EXCERPTED RECORDS:
— Begin —

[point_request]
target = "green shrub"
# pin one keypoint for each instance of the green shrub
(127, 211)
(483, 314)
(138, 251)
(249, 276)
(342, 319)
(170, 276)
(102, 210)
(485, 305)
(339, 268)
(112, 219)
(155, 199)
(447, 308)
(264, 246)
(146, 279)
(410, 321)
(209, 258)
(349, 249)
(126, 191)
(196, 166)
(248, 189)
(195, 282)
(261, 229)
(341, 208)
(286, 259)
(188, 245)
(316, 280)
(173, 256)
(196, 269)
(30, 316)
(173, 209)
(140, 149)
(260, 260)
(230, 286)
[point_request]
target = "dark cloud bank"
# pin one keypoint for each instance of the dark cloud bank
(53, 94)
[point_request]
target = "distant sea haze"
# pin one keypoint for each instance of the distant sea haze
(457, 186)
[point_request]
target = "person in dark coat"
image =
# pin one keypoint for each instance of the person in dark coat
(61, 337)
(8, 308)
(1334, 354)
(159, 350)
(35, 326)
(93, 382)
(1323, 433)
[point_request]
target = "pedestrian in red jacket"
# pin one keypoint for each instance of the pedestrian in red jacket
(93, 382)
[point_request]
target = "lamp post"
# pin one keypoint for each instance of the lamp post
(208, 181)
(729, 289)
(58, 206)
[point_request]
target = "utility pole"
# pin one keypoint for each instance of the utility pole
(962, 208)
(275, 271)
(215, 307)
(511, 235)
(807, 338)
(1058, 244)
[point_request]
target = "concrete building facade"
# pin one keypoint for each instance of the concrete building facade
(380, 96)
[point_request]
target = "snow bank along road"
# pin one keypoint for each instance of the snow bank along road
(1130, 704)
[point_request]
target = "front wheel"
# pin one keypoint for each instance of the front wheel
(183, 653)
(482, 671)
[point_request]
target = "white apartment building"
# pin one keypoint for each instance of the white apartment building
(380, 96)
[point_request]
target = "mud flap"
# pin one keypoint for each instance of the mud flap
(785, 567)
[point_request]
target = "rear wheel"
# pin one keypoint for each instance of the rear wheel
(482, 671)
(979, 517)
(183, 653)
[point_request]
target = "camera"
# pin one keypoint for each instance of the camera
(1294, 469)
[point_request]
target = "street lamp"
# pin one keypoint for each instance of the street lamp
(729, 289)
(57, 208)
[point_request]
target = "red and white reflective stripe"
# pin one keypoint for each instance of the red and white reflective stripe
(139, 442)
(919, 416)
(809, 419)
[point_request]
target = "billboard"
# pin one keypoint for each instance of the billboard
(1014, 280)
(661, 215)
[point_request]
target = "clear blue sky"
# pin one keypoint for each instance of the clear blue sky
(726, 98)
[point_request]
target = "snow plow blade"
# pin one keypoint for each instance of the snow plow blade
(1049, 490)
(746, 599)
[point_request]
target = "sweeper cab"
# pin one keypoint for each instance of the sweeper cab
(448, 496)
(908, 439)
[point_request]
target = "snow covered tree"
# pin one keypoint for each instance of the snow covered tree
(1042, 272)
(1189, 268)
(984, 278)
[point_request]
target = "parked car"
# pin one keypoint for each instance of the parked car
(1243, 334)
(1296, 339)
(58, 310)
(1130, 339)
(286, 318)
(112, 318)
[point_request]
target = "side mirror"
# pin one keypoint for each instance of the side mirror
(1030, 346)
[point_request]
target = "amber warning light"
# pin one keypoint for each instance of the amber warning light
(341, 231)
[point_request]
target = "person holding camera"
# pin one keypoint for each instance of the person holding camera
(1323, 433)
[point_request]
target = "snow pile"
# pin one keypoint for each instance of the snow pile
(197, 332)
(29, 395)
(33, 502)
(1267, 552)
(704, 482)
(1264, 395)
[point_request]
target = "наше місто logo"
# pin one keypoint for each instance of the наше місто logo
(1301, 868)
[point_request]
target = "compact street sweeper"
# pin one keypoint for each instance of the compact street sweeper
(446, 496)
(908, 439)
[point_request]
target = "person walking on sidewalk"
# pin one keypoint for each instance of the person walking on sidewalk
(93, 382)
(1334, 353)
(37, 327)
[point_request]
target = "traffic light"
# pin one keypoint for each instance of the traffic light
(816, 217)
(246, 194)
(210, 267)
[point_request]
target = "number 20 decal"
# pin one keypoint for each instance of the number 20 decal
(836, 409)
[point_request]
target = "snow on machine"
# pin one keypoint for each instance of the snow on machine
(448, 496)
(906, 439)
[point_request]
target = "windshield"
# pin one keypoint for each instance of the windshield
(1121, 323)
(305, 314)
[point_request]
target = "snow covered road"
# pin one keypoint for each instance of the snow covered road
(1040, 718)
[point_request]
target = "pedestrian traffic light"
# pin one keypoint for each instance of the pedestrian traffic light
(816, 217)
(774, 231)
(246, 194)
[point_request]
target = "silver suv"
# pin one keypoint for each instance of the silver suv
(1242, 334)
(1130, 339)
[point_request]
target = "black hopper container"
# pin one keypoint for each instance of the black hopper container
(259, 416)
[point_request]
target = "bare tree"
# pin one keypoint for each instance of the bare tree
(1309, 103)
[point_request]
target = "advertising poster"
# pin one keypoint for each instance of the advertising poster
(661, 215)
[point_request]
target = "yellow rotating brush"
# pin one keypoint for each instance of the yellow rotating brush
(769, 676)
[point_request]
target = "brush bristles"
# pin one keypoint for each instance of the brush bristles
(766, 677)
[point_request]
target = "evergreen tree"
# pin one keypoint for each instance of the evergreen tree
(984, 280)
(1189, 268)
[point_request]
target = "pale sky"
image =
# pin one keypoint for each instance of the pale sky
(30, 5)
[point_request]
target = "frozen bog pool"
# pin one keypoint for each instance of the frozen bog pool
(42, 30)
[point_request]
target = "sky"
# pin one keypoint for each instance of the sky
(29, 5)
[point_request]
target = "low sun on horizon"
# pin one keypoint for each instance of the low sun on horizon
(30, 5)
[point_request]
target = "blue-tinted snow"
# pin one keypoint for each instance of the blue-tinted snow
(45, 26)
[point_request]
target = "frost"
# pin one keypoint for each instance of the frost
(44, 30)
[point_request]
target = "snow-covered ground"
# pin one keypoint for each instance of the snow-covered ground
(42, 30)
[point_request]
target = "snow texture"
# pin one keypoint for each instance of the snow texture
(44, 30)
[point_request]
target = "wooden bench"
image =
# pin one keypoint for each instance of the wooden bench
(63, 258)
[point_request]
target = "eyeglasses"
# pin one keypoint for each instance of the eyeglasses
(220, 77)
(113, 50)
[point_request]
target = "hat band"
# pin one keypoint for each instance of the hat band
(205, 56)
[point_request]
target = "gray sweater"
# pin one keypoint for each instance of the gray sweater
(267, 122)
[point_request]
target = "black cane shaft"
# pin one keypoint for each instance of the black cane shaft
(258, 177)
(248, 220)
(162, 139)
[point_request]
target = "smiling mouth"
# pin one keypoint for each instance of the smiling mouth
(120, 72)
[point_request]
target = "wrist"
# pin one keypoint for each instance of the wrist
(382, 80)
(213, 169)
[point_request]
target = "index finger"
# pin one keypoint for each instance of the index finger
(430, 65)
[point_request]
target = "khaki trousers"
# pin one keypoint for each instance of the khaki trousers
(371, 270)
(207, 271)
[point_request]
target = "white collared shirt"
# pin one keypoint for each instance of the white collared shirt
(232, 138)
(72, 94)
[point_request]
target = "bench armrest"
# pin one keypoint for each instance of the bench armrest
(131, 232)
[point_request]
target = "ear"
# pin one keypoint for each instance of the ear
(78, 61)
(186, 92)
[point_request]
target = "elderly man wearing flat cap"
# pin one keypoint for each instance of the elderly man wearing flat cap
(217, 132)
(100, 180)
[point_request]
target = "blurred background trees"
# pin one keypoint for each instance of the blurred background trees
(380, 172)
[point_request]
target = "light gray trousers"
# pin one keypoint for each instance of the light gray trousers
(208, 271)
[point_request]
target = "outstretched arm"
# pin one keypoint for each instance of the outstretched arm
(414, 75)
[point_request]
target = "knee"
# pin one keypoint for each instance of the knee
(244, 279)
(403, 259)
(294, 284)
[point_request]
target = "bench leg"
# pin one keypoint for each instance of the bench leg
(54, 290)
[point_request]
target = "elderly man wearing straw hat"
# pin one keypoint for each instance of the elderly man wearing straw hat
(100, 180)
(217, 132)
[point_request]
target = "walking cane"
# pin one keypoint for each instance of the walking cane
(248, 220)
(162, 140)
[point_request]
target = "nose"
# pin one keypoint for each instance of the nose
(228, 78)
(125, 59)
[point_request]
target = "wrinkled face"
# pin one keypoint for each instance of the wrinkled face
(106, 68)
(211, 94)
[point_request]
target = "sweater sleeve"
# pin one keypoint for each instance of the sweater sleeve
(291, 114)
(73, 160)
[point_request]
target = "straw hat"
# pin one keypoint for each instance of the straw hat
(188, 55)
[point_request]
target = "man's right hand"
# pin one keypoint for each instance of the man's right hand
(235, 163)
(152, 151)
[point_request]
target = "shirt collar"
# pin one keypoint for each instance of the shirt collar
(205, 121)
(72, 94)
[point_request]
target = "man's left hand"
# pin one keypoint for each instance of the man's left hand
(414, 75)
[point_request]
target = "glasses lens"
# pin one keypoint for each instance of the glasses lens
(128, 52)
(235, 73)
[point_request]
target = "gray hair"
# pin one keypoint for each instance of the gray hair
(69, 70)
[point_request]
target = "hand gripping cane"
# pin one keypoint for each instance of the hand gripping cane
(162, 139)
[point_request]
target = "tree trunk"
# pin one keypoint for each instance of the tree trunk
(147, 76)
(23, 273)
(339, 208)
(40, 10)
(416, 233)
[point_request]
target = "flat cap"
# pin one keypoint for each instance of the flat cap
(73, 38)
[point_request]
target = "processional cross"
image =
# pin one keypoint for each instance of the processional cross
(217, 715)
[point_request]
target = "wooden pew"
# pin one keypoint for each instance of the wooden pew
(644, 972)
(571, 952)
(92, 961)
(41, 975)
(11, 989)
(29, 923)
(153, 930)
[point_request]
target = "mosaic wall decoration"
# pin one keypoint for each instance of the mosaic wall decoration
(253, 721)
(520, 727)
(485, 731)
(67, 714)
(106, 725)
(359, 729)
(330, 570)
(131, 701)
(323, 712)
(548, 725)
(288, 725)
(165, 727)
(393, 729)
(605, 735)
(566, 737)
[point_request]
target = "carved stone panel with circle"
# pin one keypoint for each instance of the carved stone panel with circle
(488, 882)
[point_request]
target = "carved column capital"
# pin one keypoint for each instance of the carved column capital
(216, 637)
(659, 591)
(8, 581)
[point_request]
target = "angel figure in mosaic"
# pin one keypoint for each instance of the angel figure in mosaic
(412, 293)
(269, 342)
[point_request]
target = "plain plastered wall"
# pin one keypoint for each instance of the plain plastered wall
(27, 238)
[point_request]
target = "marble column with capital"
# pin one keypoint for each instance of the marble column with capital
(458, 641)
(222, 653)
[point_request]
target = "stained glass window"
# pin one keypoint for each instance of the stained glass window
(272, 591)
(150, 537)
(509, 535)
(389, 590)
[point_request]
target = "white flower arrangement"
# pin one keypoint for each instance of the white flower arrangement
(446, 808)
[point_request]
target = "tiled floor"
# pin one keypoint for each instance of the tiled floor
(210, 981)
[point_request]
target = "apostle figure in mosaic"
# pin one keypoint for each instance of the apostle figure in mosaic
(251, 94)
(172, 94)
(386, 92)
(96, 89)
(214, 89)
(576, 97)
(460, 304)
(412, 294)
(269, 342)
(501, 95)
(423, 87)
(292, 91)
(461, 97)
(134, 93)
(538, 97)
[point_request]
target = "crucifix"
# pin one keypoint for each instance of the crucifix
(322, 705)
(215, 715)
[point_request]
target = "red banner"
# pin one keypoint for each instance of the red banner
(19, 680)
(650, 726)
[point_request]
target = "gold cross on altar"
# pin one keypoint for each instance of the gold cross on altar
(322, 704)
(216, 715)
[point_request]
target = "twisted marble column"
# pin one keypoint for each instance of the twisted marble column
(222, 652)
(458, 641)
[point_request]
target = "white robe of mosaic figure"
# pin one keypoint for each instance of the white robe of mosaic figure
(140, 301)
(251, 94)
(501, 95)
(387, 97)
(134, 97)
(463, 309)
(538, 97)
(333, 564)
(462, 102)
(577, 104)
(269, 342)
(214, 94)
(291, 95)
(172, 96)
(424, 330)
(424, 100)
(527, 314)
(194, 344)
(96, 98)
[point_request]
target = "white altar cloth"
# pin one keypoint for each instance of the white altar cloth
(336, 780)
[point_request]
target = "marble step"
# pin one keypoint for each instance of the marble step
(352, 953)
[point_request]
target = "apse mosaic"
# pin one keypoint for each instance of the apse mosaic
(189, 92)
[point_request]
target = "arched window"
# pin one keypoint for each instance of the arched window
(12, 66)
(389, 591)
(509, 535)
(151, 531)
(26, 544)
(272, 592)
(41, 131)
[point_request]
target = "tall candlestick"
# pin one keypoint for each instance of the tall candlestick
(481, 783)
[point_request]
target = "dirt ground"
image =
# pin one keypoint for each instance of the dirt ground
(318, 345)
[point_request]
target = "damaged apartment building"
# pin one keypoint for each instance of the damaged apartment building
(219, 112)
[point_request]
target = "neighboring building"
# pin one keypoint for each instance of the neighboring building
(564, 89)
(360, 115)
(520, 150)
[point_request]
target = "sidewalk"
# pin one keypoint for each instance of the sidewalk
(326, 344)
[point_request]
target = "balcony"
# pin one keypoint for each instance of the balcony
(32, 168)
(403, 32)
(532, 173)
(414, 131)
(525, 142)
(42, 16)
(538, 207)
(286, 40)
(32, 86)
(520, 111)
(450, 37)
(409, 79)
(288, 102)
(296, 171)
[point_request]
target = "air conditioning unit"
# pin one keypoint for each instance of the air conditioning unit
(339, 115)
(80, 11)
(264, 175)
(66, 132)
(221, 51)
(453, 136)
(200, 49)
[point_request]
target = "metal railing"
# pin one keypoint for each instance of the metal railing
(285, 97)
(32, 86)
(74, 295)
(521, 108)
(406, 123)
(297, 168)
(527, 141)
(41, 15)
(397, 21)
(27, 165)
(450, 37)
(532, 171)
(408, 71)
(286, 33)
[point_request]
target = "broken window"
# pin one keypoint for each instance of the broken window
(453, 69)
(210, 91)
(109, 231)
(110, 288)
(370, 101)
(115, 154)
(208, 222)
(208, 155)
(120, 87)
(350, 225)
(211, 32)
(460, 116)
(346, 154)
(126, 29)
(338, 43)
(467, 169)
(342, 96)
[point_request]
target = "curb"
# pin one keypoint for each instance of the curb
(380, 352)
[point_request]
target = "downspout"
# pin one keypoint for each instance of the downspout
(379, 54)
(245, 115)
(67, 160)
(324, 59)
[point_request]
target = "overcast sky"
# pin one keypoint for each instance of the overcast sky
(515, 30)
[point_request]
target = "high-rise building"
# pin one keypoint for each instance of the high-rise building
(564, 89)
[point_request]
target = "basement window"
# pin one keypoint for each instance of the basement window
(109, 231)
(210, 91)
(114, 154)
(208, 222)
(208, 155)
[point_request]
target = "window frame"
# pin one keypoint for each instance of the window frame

— End —

TASK DESCRIPTION:
Pick out every line of the material that contains the word "overcast", and copy each one.

FINAL ANSWER:
target = "overcast sky"
# pin one keypoint for each instance of the overcast sky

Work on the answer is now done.